It is said that there were thinkers who explained that movement was impossible, but that this did not prevent movement from occurring. With Hegel it is the other way round: he creates movement, even the movement of the infinite, but because he creates it with words and representations it is a false movement, and nothing follows.

Zarathustra though starts with affirmation.  Instead of the weight of necessity, he starts with the lightness of possibility, the genuine movement of dance, and the chance discharge of electricity (Deleuze's lightning bolt of thought).  There is also negation and destruction with Zarathustra, but it occurs only as a secondary principle.

Difference is light, aerial and affirmative. To affirm is not to bear but, on the contrary, to discharge and to lighten. It is no longer the negative which produces a phantom of affirmation like an ersatz, but rather a No which results from affirmation. This is also in turn a shadow, but rather in the sense of a consequence - one could say a Nachfolge. The negative is an epiphenomenon. Negation, like the ripples in a pond, is the effect of an affirmation which is too strong or too different. Perhaps two affirmations are necessary in order to produce the shadow of negation as a Nachfolge.

This is a bit tangential, but, as I read about this "double affirmative" I was reminded of Deleuze's discussion of Spinoza's letters on the problem of evil.  Instead of talking about masters and slaves, or affirmation and negation, Spinoza divided things into good encounters and bad encounters, composition and decomposition.  This passage is from Spinoza: Practical Philosophy

"Thou shalt not eat of the fruit ... ": the anxious, ignorant Adam understands these words as the expression of a prohibi­tion. And yet, what do they refer to? To a fruit that, as such, will poison Adam if he eats it. This is an instance of an encounter between two bodies whose characteristic relations are not com­patible: the fruit will act as a poison; that is, it will determine the parts ofAdam's body (and paralleling this, the idea of the fruit will determine the parts of his mind) to enter into new relations that no longer accord with his own essence. But because Adam is ignorant of causes, he thinks that God morally forbids him something, whereas God only reveals the natural consequence of ingesting the fruit. Spinoza is categorical on this point: all the phenomena that we group under the heading of Evil, illness, and death, are of this type: bad encounters, poisoning, intoxication, relational decomposition. 
 
In any case, there are always relations that enter into composi­tion in their particular order, according to the eternal laws of nature. There is no Good or Evil, but there is good and bad. "Beyond Good and Evil, at least this does not mean: beyond good and bad." The good is when a body directly compounds its re­lation with ours, and, with all or part of its power, increases ours. A food, for example. For us, the bad is when a body decomposes our body's relation, although it still combines with our parts, but in ways that do not correspond to our essence, as when a poison breaks down the blood. Hence good and bad have a primary, ob­jective meaning, but one that is relative and partial: that which agrees with our nature or does not agree with it.

▸ **TASK TO CARRY OUT**:
According to the passage on affirmation and negation, what did Spinoza divide things into instead of masters and slaves?

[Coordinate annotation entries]
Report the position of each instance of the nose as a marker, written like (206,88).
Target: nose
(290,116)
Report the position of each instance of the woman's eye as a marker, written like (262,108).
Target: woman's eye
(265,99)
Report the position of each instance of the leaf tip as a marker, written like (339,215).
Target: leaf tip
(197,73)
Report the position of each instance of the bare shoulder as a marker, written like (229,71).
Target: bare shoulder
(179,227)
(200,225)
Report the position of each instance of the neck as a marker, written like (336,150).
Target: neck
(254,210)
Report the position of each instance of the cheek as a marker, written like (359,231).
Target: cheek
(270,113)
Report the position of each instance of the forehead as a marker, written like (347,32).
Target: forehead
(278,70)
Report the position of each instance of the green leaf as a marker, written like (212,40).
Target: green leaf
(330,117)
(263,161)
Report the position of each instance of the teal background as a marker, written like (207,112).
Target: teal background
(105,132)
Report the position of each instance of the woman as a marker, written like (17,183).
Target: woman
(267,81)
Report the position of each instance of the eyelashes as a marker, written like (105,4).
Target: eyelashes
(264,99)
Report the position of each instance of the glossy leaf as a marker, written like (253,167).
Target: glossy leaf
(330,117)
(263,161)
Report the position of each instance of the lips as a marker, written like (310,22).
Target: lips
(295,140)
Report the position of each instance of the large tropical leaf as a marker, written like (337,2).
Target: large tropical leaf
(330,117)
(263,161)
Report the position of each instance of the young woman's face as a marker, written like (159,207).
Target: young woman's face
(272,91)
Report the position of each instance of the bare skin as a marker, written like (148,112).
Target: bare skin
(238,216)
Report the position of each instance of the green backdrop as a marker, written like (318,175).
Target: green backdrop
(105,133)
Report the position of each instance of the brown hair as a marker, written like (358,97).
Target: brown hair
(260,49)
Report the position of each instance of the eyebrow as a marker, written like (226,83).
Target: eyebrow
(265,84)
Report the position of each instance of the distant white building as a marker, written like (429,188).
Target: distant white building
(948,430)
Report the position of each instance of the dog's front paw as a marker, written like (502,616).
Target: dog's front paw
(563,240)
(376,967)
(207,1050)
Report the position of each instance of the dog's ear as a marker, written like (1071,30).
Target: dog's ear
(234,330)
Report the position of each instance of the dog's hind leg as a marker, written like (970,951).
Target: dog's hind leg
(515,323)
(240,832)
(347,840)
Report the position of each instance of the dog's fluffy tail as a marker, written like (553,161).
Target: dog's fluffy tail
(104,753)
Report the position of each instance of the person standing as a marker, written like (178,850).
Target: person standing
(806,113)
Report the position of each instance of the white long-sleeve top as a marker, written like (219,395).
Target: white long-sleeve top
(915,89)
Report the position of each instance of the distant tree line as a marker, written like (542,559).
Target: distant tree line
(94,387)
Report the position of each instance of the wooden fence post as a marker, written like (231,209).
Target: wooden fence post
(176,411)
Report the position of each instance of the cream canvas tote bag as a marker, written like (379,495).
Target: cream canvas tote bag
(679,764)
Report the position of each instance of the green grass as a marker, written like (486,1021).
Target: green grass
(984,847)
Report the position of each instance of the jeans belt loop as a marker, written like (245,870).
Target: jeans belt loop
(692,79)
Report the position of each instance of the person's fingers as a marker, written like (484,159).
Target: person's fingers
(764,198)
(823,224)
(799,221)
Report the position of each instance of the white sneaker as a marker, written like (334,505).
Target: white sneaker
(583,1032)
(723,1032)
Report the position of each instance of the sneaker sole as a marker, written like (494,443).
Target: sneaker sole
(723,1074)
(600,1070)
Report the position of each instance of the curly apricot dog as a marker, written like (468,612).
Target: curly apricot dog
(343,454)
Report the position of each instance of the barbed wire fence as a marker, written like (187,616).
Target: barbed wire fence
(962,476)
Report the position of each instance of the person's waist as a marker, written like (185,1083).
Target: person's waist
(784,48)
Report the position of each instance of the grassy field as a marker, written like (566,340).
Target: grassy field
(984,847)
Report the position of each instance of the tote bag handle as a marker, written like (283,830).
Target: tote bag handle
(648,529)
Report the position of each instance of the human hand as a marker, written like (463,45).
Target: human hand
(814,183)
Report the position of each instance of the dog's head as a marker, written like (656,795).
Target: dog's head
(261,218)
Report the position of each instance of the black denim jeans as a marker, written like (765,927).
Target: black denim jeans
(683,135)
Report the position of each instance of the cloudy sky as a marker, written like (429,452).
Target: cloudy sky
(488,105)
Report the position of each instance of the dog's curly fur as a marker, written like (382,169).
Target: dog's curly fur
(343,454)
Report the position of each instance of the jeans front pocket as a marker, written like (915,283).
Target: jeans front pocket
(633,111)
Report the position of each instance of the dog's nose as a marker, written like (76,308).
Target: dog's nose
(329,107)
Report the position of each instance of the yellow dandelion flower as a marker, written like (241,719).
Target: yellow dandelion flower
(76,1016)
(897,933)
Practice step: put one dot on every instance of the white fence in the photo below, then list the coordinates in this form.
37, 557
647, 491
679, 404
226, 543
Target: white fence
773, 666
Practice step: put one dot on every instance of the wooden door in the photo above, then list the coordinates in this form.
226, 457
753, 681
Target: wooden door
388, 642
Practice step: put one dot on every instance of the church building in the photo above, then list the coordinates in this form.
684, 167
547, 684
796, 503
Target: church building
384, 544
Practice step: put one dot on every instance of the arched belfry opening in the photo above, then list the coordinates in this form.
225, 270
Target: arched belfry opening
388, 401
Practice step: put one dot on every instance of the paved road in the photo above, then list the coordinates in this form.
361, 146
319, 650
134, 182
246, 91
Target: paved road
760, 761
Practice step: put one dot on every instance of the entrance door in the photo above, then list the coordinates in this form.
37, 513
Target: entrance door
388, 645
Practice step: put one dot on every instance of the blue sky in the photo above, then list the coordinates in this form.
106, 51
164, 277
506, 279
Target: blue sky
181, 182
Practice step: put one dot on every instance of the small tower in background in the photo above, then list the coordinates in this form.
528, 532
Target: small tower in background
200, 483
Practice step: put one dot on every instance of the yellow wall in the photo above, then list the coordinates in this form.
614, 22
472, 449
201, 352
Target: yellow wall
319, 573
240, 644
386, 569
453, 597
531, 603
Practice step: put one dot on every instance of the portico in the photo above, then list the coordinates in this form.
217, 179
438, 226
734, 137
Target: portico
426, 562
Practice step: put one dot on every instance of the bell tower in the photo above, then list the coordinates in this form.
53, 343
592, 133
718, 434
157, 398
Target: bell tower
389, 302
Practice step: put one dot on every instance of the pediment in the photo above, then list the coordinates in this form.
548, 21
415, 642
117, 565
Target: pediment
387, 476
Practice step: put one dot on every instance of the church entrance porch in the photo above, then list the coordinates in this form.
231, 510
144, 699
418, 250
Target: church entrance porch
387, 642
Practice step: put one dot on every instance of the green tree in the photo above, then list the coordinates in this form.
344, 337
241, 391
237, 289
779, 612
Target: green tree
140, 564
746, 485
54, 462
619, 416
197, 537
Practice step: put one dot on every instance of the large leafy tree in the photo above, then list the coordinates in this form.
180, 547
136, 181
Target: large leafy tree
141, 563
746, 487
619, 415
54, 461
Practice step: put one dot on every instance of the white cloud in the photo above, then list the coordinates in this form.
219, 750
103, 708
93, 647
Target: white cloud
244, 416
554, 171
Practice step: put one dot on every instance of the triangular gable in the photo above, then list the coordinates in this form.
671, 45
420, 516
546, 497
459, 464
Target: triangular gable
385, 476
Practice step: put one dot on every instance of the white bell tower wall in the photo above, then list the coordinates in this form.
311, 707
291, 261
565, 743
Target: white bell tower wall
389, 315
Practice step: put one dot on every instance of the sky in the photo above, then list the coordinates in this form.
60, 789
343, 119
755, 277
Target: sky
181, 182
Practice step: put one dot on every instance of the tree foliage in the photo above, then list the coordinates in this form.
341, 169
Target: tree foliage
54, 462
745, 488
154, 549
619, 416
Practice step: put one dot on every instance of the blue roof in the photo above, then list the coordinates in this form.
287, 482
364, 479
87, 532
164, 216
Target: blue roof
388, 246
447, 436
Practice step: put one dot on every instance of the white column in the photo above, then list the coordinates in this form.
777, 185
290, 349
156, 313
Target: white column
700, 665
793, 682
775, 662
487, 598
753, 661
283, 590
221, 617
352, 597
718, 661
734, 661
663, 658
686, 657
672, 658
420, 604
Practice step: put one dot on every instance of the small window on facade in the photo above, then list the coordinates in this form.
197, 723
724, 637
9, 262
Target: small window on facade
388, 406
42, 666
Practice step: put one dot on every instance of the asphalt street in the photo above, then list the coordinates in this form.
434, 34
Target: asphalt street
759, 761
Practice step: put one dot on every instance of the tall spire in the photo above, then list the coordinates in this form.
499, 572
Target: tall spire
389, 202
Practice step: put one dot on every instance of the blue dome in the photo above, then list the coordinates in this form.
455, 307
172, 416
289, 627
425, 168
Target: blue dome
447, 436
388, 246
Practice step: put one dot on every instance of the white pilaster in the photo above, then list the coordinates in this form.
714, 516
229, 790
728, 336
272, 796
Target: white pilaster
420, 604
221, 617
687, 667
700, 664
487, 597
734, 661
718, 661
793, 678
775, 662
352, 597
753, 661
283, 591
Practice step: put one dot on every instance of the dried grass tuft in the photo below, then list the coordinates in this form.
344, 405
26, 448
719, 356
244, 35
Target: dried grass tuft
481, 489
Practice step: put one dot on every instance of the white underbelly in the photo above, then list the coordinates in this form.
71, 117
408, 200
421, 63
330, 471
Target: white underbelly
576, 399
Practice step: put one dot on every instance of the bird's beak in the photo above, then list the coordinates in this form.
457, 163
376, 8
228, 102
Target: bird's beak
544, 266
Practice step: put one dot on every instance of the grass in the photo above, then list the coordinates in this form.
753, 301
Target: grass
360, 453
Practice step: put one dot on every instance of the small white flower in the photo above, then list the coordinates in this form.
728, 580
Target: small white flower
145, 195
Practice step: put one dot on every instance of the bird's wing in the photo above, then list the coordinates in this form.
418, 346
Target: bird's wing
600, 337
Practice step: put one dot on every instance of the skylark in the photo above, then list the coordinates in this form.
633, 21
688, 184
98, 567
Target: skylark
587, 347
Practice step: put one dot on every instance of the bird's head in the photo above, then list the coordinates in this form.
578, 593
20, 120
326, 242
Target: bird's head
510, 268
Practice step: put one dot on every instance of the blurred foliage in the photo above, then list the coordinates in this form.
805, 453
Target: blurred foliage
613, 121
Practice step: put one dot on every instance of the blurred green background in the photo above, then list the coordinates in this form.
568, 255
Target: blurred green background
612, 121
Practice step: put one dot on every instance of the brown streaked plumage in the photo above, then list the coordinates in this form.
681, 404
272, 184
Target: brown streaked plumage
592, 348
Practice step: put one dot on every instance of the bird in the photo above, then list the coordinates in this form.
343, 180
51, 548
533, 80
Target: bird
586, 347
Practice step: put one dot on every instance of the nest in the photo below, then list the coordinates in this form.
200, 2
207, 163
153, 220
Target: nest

▸ **FINAL RESULT**:
Good encounters and bad encounters, composition and decomposition.